What is asked -
A: In the hate speech notebook, which dataset is used and where does it come from?
B: Using the hate speech notebook, mark each statement yes or no and quote the words that settle it. (i) The tweets are mostly in English. (ii) Section 2 vectorizes the text with word2vec embedding. (iii) Section 3 builds a transformer model.

Provided passage -
## Table of Contents:

### Introduction
   
### Section 1: Data Preparation

-   Statements, Libraries, functions and tools
-   Collecting data
-   Converting to pandas dataframe
-   General Preproccessing


### Section 2: Preprocessing:Gensim - model:Random Forest


-   Cleaning and tokenization dataset by Gensim preprossing package.
-   Vectorization : word2vec embedding 
-   Fit Ranodom Forest Classifier
-   Evaluation the model
 


### Section 3: Built in a Basic RNN

-   Tokenization dataset by keras 
-   Pad the sequences with the same length
-   Fit the Model


## Introduction

This notebook trains couple of models to classify tweets as a hate speech or not based on the text of the tweets.

The tweets are primarily in English Language
we used the [tweets_hate_speech_detection](https://huggingface.co/datasets/tweets_hate_speech_detection#source-data) from the Hugging face.

label : 
- it is a hate speech, 
- not a hate speech.

## 1. Data Preparation 

### 1.1.  Statements, Libraries, functions and tools

In [103]:
import nltk
import pandas as pd  # data processing, CSV file I/O (e.g. pd.read_csv)
import numpy as np


# nltk:
import re  # use if tor tokenizing
import string

#sklearn
import sklearn
from sklearn.ensemble import RandomForestClassifier
# Model Evaluation:
from sklearn.metrics import precision_score,recall_score
from sklearn.model_selection import train_test_split

#gensim
import gensim

# tensorflow:
import tensorflow as tf
from tensorflow.keras.models import Model
from tensorflow.keras.layers import *   # layers, losses, preprocessing
from tensorflow.keras.losses import sparse_categorical_crossentropy
from tensorflow.keras.optimizers import Adam

import keras.backend as k
from keras.layers import Dense,Embedding, LSTM
from keras.models import Sequential

from keras.preprocessing.text import Tokenizer
from keras.preprocessing.sequence import pad_sequences




In [3]:
print(tf.__version__)

Material -
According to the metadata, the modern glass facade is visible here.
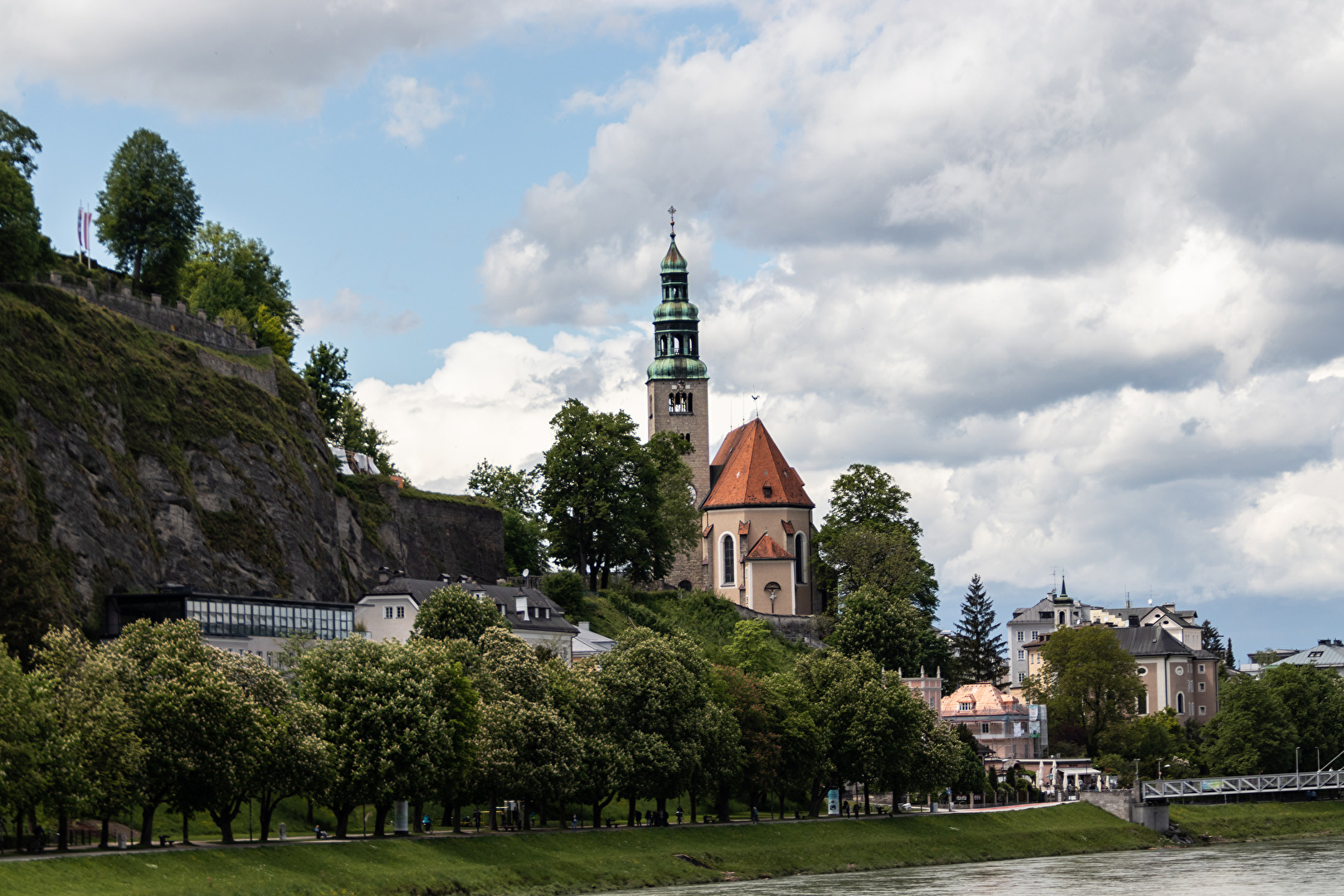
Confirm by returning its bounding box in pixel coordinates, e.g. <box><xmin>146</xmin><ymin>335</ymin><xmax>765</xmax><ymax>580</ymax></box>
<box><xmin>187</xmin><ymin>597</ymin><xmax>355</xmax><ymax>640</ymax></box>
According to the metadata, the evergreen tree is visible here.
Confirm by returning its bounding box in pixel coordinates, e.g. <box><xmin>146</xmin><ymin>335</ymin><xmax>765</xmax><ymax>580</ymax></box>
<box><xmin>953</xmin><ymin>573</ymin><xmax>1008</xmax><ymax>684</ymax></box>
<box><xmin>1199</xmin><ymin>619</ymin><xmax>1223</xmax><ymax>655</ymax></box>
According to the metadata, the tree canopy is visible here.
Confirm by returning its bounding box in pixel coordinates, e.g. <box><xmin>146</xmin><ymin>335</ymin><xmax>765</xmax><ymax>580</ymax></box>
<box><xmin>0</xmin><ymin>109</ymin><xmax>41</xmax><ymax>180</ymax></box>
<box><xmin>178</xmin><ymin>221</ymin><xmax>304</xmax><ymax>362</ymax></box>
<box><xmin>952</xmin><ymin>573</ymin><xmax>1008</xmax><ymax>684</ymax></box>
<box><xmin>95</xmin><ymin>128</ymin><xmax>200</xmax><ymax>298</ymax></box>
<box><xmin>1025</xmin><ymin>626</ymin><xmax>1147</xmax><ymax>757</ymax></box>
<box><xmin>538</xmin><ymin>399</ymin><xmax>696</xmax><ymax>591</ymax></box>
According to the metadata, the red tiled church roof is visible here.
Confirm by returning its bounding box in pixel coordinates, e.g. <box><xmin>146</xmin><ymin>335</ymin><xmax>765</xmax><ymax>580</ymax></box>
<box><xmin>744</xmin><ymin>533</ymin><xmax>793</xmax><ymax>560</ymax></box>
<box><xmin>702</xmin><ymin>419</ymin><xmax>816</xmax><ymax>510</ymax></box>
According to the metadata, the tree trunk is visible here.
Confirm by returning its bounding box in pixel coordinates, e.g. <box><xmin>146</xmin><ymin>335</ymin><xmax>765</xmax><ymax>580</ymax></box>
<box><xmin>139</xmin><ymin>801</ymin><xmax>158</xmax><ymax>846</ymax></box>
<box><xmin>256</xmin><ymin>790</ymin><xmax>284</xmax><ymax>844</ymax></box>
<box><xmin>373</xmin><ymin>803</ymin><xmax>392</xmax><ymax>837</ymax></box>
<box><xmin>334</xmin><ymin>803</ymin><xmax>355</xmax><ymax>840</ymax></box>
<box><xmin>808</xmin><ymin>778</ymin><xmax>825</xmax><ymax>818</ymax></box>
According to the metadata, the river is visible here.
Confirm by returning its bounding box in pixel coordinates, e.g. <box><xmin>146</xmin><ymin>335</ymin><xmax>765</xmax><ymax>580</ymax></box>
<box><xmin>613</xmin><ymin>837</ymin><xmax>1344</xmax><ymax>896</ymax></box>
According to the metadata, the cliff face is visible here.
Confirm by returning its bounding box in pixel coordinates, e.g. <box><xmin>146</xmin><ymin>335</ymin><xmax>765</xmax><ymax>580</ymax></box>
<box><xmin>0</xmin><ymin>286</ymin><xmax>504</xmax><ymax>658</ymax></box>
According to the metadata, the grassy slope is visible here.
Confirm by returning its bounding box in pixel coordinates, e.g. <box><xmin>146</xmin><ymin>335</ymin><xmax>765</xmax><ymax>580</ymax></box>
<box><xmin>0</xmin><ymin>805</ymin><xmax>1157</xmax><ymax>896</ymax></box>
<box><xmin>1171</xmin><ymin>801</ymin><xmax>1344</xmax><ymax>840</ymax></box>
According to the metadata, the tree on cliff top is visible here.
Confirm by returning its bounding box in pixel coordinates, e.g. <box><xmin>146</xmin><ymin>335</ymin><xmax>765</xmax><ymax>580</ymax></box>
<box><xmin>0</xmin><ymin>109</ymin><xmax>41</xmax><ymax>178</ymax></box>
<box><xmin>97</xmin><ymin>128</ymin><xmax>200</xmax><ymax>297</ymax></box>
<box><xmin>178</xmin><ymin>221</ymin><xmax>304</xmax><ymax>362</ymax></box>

--

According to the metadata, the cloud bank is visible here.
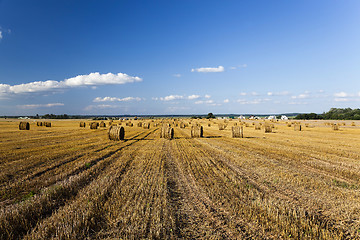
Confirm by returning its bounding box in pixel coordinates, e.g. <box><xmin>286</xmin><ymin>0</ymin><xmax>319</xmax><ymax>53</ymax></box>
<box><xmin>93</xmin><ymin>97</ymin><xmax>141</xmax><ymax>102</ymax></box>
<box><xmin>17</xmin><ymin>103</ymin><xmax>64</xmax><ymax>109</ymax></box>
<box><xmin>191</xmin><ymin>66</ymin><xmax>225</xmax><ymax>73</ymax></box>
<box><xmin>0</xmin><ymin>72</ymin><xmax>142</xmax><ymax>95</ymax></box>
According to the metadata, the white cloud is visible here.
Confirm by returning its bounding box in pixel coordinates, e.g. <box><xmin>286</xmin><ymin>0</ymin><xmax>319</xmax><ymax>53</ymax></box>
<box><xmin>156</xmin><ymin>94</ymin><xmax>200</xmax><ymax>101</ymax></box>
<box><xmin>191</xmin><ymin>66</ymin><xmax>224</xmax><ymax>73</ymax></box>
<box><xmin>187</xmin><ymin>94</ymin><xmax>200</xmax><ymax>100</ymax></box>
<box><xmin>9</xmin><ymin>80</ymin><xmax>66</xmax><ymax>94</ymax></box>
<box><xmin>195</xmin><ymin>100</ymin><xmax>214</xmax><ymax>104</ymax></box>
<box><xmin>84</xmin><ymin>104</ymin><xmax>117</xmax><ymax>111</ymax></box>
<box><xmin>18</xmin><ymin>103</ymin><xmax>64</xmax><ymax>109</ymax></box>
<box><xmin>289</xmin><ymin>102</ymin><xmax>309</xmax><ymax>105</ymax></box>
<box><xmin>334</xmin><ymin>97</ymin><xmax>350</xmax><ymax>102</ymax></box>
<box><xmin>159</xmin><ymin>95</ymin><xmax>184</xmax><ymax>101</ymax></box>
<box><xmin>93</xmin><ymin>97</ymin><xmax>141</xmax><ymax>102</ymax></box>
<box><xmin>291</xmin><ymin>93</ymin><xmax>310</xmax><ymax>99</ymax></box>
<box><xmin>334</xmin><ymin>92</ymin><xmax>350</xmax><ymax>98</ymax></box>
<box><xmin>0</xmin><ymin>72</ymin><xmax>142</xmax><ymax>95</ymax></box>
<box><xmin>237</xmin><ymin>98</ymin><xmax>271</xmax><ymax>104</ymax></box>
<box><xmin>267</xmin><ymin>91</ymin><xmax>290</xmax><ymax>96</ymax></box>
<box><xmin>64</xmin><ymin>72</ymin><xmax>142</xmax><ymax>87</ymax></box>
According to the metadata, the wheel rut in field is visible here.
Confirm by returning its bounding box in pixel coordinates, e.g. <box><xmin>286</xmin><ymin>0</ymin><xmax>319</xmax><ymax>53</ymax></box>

--

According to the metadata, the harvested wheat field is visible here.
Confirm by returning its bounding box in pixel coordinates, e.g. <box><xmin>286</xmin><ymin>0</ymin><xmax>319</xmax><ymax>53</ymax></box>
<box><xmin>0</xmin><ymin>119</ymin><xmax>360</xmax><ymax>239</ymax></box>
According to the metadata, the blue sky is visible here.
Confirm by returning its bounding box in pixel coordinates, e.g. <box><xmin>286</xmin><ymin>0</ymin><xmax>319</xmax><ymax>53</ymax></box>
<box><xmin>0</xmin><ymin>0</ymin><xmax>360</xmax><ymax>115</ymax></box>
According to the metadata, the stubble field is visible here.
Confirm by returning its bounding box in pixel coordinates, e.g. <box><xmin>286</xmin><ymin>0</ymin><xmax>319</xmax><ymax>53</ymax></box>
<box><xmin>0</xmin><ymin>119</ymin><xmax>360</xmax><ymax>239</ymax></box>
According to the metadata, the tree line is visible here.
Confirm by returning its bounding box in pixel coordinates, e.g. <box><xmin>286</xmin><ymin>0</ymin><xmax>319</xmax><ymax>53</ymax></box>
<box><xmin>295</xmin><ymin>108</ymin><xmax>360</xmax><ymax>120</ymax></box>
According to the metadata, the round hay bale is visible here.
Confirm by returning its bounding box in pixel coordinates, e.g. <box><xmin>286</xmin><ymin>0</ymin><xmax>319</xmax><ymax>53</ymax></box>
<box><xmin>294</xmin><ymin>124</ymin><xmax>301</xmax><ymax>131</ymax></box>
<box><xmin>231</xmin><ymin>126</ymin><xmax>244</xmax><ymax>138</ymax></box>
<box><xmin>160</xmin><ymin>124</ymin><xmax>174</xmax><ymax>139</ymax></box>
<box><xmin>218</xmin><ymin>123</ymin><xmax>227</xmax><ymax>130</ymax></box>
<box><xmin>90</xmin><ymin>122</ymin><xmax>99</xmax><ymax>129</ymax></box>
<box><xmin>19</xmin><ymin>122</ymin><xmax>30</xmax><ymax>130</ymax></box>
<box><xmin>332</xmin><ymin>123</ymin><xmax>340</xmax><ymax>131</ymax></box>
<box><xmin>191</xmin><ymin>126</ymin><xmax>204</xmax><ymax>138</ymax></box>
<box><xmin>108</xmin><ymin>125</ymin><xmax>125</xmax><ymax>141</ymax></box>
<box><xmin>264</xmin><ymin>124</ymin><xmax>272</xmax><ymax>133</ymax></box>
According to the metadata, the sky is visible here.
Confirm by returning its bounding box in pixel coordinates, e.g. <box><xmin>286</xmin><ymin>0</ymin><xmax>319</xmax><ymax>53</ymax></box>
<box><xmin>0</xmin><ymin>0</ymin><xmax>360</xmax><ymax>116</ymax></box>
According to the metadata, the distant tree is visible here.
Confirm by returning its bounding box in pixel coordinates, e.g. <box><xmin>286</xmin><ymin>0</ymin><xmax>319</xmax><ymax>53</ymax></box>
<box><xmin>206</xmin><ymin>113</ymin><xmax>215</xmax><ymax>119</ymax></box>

Task-by-task results -
A: The tweets_hate_speech_detection dataset from Hugging Face.

B:
(i) Yes: "The tweets are primarily in English Language"
(ii) Yes: "Vectorization : word2vec embedding"
(iii) No: "Built in a Basic RNN"